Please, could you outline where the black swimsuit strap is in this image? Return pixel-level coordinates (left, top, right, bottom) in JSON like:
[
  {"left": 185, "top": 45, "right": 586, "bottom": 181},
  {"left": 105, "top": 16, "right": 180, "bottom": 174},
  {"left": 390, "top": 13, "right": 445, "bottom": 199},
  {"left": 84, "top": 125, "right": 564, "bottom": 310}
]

**GOAL:** Retype the data above line for line, keeping every word, bracket, and number as it stands.

**TASK RESPONSE:**
Please, could you outline where the black swimsuit strap is in this image? Return pixel-level coordinates (left, top, right, bottom) in JSON like:
[
  {"left": 185, "top": 45, "right": 586, "bottom": 181},
  {"left": 105, "top": 16, "right": 180, "bottom": 174},
  {"left": 390, "top": 13, "right": 445, "bottom": 199},
  {"left": 84, "top": 125, "right": 564, "bottom": 310}
]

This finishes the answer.